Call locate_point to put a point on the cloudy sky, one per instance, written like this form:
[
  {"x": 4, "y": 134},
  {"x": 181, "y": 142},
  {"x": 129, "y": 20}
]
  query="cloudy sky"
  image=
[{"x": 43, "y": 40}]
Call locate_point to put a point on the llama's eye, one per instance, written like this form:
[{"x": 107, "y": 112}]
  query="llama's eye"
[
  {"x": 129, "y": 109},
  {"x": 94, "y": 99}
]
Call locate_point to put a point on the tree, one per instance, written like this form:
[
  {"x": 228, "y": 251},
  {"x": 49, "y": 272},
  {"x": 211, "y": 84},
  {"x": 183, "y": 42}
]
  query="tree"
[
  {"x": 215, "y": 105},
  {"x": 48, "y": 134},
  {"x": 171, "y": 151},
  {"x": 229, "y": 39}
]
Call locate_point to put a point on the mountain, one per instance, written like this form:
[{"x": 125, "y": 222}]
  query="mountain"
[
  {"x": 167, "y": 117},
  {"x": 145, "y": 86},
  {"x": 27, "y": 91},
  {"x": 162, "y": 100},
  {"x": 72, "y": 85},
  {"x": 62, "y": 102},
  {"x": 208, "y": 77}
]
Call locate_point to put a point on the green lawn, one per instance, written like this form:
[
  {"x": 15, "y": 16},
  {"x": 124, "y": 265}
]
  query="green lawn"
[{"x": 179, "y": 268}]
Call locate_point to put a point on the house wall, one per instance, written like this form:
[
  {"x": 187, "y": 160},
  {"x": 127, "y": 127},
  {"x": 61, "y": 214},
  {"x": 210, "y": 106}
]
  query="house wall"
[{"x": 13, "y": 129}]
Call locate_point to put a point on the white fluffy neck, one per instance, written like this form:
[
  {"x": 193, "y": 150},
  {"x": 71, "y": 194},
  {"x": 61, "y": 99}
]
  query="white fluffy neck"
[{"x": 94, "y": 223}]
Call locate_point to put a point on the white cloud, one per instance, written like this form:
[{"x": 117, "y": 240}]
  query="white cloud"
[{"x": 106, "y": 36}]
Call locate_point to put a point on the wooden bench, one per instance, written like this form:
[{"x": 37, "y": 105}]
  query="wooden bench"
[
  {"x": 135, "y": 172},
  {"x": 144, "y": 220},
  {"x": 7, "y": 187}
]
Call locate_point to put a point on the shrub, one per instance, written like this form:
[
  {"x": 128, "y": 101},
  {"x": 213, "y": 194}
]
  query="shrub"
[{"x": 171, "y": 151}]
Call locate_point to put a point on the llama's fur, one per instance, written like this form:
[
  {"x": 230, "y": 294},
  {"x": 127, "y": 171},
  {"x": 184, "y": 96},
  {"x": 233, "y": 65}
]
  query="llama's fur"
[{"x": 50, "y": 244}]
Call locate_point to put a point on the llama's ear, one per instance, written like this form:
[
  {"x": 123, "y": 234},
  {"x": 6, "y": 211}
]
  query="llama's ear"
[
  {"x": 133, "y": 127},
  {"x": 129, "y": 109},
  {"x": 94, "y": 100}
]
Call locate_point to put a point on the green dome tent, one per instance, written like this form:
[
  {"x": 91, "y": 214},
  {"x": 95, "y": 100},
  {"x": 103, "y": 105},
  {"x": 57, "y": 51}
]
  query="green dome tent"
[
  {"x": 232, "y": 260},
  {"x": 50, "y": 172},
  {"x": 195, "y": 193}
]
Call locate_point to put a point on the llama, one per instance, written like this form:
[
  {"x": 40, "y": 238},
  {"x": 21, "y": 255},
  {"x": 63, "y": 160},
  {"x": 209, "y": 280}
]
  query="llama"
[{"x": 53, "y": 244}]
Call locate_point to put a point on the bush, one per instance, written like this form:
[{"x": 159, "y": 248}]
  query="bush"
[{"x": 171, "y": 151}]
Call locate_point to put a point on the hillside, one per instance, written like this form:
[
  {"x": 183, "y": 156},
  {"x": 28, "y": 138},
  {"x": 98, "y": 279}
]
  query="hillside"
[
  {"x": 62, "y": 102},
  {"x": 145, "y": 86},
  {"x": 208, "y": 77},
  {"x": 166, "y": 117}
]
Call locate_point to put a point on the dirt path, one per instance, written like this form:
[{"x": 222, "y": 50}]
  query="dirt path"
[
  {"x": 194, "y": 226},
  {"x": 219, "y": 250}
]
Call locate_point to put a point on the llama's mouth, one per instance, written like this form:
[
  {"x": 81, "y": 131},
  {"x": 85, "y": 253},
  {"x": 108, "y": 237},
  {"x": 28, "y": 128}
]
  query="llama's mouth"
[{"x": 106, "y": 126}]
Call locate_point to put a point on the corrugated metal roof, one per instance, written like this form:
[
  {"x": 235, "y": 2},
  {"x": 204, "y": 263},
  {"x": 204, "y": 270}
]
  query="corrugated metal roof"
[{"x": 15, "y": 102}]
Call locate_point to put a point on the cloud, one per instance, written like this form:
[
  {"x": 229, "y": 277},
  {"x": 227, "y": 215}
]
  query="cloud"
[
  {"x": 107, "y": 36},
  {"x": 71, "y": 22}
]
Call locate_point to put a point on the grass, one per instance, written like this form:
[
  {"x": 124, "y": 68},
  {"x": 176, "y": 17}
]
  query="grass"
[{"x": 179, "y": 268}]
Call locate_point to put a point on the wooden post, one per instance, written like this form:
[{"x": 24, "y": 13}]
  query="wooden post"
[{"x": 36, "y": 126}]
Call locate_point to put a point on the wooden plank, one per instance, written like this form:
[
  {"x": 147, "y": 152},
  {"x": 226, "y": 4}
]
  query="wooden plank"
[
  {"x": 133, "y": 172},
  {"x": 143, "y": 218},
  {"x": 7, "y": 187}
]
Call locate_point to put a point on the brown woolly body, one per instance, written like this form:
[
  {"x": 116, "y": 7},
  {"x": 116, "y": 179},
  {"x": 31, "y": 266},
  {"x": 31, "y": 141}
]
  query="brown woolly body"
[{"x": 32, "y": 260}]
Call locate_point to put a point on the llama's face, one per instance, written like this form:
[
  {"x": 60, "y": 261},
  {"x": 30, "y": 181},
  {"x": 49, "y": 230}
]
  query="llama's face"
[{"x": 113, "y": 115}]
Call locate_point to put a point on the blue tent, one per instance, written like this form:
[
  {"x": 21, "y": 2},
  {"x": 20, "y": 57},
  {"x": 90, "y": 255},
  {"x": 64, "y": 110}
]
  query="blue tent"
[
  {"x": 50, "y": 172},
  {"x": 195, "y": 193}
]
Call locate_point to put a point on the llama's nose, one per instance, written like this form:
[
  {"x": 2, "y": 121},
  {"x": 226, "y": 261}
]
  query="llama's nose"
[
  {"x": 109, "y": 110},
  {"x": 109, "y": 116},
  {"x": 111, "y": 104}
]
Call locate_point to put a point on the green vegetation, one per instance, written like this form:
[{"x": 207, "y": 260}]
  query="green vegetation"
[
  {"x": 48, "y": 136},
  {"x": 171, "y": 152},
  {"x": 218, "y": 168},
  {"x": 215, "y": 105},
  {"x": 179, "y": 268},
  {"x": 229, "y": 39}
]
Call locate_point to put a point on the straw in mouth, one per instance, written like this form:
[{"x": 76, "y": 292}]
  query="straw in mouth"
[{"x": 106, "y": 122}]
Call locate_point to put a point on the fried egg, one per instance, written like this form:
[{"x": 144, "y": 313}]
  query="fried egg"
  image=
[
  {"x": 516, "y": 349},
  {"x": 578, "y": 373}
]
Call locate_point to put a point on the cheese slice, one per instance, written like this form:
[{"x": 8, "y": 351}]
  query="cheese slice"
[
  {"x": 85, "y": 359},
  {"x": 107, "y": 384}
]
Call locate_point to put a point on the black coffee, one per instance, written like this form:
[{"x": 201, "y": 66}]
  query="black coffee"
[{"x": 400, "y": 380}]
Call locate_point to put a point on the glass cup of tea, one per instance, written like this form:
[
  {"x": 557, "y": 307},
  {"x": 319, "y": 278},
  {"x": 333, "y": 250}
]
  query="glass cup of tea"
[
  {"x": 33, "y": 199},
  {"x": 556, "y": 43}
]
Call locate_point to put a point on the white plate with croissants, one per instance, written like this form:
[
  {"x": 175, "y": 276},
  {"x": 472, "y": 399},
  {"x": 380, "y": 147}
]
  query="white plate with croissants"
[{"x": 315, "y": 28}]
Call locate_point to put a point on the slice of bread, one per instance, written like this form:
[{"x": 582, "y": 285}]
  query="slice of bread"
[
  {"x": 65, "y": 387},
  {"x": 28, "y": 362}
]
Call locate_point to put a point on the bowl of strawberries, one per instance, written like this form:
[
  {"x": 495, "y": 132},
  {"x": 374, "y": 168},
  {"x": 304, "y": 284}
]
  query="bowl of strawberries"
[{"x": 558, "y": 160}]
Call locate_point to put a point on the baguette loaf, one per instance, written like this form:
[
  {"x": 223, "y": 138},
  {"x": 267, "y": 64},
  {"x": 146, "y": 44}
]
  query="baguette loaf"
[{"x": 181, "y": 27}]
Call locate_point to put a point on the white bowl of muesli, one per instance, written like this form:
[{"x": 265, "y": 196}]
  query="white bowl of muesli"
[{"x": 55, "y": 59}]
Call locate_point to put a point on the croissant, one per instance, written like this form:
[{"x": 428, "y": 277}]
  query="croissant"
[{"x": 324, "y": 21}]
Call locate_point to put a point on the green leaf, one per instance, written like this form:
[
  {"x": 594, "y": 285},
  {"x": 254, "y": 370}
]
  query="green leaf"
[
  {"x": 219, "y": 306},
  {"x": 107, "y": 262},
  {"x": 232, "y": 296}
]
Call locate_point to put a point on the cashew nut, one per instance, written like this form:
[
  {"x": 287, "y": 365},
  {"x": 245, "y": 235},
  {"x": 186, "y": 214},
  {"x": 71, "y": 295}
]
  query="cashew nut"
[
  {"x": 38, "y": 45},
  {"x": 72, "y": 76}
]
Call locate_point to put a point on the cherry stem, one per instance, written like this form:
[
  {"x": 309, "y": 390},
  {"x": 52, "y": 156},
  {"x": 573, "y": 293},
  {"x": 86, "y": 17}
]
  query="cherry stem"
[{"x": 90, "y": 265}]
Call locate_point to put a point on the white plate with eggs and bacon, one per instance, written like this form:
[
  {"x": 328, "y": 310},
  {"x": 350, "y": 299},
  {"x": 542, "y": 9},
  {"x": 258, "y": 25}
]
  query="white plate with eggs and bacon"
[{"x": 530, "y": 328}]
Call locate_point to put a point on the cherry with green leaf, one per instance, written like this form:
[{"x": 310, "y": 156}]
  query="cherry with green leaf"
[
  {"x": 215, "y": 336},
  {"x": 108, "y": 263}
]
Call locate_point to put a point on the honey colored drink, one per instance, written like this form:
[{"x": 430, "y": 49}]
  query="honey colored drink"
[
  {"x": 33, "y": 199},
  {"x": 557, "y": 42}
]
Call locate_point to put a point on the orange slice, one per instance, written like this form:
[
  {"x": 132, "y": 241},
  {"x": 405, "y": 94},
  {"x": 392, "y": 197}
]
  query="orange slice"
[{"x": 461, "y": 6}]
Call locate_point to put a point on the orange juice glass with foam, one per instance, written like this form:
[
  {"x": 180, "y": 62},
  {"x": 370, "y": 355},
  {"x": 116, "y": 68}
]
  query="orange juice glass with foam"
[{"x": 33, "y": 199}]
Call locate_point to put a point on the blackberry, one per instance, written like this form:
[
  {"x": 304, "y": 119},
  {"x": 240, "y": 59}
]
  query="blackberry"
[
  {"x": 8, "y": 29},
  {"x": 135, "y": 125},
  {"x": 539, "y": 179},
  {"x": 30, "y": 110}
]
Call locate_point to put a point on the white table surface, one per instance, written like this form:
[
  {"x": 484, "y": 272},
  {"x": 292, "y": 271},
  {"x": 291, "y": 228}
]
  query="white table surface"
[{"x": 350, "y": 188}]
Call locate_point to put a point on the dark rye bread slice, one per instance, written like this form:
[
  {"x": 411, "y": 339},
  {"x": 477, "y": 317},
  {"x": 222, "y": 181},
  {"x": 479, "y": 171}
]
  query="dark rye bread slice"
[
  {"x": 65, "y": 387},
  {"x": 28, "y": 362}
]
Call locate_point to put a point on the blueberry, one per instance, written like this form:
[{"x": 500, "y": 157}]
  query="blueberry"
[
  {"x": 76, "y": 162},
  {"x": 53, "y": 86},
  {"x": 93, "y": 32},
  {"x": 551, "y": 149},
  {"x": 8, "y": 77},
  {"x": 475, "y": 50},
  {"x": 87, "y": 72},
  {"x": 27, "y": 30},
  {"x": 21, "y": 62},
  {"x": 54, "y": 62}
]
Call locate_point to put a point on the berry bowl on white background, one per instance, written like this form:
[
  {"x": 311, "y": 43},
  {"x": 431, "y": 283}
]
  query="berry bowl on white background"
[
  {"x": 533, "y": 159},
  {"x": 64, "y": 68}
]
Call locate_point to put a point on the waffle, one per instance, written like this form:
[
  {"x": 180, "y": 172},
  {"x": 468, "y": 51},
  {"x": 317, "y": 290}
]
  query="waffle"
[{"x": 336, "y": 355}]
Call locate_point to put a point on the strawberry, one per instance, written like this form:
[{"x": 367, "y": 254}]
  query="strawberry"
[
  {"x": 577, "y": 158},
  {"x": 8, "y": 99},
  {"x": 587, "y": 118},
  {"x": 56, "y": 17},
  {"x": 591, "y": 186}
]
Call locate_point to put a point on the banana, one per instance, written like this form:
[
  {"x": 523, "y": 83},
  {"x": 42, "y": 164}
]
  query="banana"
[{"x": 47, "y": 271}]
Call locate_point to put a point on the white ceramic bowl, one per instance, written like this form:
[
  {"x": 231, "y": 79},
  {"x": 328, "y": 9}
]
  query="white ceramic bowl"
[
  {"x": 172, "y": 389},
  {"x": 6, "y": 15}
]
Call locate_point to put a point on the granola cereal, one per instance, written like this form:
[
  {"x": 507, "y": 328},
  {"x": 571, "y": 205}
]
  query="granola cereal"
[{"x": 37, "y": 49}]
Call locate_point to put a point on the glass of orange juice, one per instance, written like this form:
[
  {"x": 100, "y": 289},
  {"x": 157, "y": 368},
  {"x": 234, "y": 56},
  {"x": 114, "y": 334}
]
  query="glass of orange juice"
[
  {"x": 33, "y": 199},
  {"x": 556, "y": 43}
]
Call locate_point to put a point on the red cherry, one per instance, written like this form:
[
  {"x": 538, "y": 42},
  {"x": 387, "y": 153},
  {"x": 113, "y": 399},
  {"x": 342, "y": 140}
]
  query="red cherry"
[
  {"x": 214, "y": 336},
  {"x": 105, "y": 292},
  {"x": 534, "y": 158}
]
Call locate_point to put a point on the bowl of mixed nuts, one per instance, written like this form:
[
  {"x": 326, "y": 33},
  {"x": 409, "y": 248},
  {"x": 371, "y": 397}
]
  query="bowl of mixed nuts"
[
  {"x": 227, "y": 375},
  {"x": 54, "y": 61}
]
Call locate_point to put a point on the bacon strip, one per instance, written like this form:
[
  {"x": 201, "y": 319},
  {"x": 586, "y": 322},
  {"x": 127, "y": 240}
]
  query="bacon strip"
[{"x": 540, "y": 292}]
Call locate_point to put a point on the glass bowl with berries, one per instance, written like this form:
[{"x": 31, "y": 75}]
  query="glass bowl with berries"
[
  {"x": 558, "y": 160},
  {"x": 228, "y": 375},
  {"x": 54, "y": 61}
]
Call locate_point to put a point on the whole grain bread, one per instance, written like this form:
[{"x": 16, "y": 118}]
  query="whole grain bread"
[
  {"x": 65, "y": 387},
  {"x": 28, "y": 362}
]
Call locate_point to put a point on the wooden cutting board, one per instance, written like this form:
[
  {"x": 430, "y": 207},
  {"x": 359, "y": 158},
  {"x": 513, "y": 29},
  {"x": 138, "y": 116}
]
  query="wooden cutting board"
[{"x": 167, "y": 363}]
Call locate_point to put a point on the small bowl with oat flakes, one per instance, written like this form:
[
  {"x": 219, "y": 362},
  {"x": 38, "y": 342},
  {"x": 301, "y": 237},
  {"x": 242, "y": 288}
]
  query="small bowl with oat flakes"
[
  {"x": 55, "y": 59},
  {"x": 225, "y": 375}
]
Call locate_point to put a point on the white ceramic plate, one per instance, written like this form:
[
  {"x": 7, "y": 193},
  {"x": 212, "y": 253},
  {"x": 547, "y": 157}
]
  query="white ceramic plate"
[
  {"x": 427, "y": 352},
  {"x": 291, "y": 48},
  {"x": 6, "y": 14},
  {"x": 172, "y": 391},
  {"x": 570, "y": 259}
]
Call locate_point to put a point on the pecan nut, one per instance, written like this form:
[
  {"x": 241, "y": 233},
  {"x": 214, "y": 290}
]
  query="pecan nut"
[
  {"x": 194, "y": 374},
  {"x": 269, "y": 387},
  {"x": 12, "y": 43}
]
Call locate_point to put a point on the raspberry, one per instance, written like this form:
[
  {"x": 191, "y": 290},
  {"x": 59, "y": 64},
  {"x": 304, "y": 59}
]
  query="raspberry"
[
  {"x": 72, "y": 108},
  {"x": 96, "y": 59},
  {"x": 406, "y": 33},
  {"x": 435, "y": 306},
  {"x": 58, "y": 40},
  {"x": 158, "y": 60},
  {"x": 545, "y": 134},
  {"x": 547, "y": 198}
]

•••••

Output only the lines from the one holding "ceramic plate, one" through the last line above, exactly as they appear.

Call locate_point to put a point on the white ceramic plate, one per instance, written like this form:
[
  {"x": 7, "y": 193},
  {"x": 212, "y": 253},
  {"x": 547, "y": 157}
]
  query="white ceramic plate"
[
  {"x": 427, "y": 352},
  {"x": 291, "y": 48},
  {"x": 6, "y": 14},
  {"x": 172, "y": 391},
  {"x": 570, "y": 259}
]
Call locate_point to put a point on the pecan nut, one per instance, written like this form:
[
  {"x": 241, "y": 233},
  {"x": 214, "y": 290}
]
  query="pecan nut"
[
  {"x": 194, "y": 374},
  {"x": 269, "y": 387},
  {"x": 12, "y": 43}
]
Call locate_point to put a point on the raspberry, one per instance, written like this form:
[
  {"x": 191, "y": 290},
  {"x": 59, "y": 64},
  {"x": 304, "y": 59}
]
  query="raspberry"
[
  {"x": 72, "y": 108},
  {"x": 96, "y": 59},
  {"x": 406, "y": 33},
  {"x": 435, "y": 306},
  {"x": 58, "y": 40},
  {"x": 158, "y": 60},
  {"x": 545, "y": 134},
  {"x": 547, "y": 198}
]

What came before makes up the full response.